Please reproduce the material below with "much obliged" replaced by "very grateful" at every occurrence and nothing else changed. Leave the pictures out of your answer.

Entries drawn from a collection —
::::::::
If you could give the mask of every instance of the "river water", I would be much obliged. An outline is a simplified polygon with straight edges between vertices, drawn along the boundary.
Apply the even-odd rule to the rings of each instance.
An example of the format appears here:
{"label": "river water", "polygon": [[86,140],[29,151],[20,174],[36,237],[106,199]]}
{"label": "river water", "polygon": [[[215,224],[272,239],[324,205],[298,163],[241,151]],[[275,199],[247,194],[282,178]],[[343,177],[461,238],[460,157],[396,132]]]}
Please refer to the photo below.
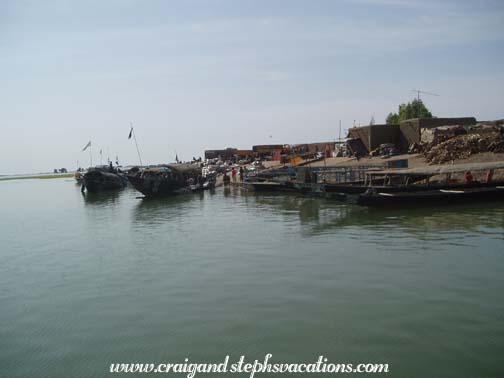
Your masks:
{"label": "river water", "polygon": [[0,377],[267,353],[388,363],[390,377],[504,376],[504,202],[138,196],[0,182]]}

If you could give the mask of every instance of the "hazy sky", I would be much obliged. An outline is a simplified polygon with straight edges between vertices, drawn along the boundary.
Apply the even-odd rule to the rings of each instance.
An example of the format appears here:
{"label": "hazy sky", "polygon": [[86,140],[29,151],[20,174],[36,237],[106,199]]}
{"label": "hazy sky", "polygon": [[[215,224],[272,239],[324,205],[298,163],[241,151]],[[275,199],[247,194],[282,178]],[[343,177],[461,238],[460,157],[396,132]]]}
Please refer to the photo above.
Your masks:
{"label": "hazy sky", "polygon": [[504,118],[504,2],[0,1],[0,174],[333,140],[414,96]]}

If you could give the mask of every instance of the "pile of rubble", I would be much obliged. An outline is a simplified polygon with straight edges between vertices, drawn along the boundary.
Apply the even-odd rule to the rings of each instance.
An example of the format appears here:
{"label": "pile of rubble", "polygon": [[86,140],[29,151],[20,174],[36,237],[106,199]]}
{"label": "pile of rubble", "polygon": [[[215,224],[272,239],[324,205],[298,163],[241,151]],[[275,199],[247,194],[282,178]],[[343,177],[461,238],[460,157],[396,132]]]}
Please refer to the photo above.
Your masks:
{"label": "pile of rubble", "polygon": [[466,134],[445,142],[425,146],[424,156],[431,164],[466,159],[480,152],[504,152],[504,133]]}

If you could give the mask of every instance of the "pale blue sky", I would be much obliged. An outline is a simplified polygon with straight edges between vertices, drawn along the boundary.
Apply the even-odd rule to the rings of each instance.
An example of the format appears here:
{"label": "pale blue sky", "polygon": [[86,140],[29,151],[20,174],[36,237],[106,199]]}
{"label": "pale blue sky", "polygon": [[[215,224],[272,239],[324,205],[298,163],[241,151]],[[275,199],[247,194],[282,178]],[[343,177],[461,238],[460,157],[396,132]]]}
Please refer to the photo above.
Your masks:
{"label": "pale blue sky", "polygon": [[[504,118],[504,2],[1,1],[0,174],[338,137],[419,88]],[[270,137],[271,135],[271,137]]]}

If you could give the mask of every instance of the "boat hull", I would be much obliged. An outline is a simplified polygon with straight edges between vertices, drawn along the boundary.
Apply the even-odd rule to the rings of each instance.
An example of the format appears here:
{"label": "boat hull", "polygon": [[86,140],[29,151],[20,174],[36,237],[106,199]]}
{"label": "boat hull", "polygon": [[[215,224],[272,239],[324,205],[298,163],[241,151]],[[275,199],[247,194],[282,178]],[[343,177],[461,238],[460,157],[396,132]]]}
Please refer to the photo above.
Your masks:
{"label": "boat hull", "polygon": [[124,175],[109,172],[89,171],[83,177],[83,185],[91,193],[119,190],[127,184],[128,180]]}
{"label": "boat hull", "polygon": [[502,199],[504,199],[504,186],[496,186],[425,190],[422,192],[374,192],[359,195],[357,203],[363,206],[418,206],[422,204],[474,203]]}

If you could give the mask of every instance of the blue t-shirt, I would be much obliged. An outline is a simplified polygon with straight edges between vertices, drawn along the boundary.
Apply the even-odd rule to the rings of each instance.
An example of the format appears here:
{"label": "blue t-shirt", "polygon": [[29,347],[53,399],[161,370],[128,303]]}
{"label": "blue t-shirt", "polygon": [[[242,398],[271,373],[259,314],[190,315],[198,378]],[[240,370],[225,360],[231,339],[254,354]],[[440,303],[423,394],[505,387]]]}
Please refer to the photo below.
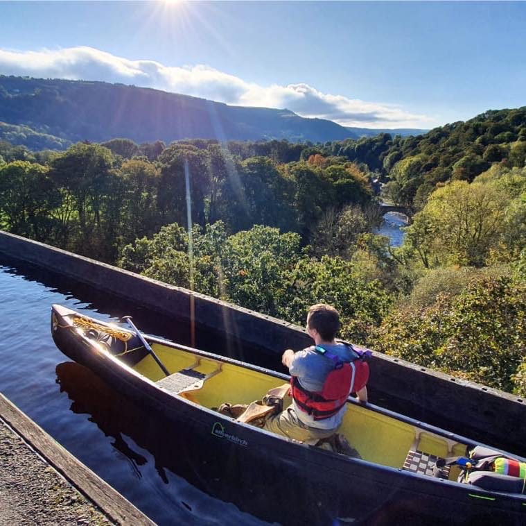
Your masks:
::::::::
SOLUTION FOR THIS PROBLEM —
If you could give the mask of every instance of the "river water", I would be very grateful. An outline is a simplified polygon with straight edges between vertices, drawn along the boundary.
Apply the even-odd rule to the rings of each instance.
An example of the format appears here:
{"label": "river water", "polygon": [[86,140],[29,151],[20,174],[36,237],[106,199]]}
{"label": "river water", "polygon": [[[215,224],[272,239],[324,205],[298,163],[241,151]],[[275,199],[247,194],[282,178]],[[343,177],[461,238],[460,157],[396,132]]]}
Please refer to the photo below.
Your masks:
{"label": "river water", "polygon": [[0,377],[267,353],[388,363],[390,377],[504,376],[504,202],[138,196],[0,182]]}

If you could give the mask of every instance of the "hazy sky", I would be very grateful. An outline is a simplified polygon with straight edges between vertices, drawn along the boundary.
Apply the even-odd rule to the rings of each instance.
An example of the format appears here:
{"label": "hazy sky", "polygon": [[86,140],[29,151],[20,174],[36,237],[106,199]]}
{"label": "hazy sky", "polygon": [[[215,224],[272,239],[324,205],[298,163],[241,151]],[[275,199],[247,194],[282,178]],[[343,177],[461,238],[460,157],[396,132]]]}
Please refer to the photo above.
Your masks:
{"label": "hazy sky", "polygon": [[504,118],[504,2],[0,1],[0,174],[333,140],[414,96]]}

If you could give the mask of every instance of the "pile of rubble", I would be very grateful. An outline is a simplified polygon with straight edges between vertices, drawn along the boundary.
Apply the even-odd rule to the rings of each instance.
An example of the format appears here:
{"label": "pile of rubble", "polygon": [[86,140],[29,151],[20,174],[36,237],[106,199]]}
{"label": "pile of rubble", "polygon": [[[215,224],[272,239],[324,205],[298,163],[241,151]],[[275,199],[247,194],[282,178]],[[343,177],[461,238],[460,157],[396,132]]]}
Please refer to the photo above.
Your masks:
{"label": "pile of rubble", "polygon": [[466,134],[445,142],[425,146],[424,156],[431,164],[466,159],[480,152],[504,152],[504,133]]}

If you could give the mask of every instance of the "pale blue sky", I would be very grateful. An outline is a simplified polygon with straight edges between vertices, drawn along the boundary.
Apply the even-odd rule to the rings of each instance.
An example of the format appears here:
{"label": "pale blue sky", "polygon": [[86,140],[29,151],[20,174],[36,237],[106,199]]}
{"label": "pale blue sky", "polygon": [[[215,224],[272,239],[324,205],[298,163],[241,151]],[[275,199],[247,194],[282,178]],[[343,177],[461,238],[460,157],[396,132]]]}
Please refer to the photo above.
Your masks:
{"label": "pale blue sky", "polygon": [[[504,118],[504,2],[1,1],[0,174],[338,137],[419,88]],[[270,137],[271,135],[271,137]]]}

If you could give the mask of every instance of the "boat hull", I would be very grateful. An outline is a simplified polygon with straight edges between vertices, drawn along the boundary.
Apply the even-odd rule to the rings of each instance.
An example of the format appears here:
{"label": "boat hull", "polygon": [[86,140],[29,151],[20,174],[36,237],[106,199]]}
{"label": "boat hull", "polygon": [[[215,224],[272,239],[324,205],[298,163],[241,151]],[[275,199],[247,194],[282,178]],[[343,177],[461,238],[460,157],[396,132]]]}
Please refer to the photo above.
Your masks:
{"label": "boat hull", "polygon": [[124,175],[109,172],[89,171],[83,177],[83,185],[91,193],[119,190],[127,184],[128,180]]}
{"label": "boat hull", "polygon": [[502,199],[504,199],[504,186],[496,186],[425,190],[422,192],[374,192],[359,195],[357,203],[363,206],[418,206],[422,204],[474,203]]}

If you could give the mask of every instance of the blue t-shirt, I would be very grateful. An outline is a simplified polygon with straight edges between vertices, drawn along the boundary.
Apply the even-odd rule to the rings of each instance.
An example of the format appears here:
{"label": "blue t-shirt", "polygon": [[29,347],[53,399],[161,370],[128,303]]}
{"label": "blue t-shirt", "polygon": [[[242,398],[271,373],[259,314],[190,315],[198,378]],[[240,370],[225,360],[231,339],[254,354]],[[440,303],[423,394],[505,387]]]}
Please refer to the photo below.
Your masks:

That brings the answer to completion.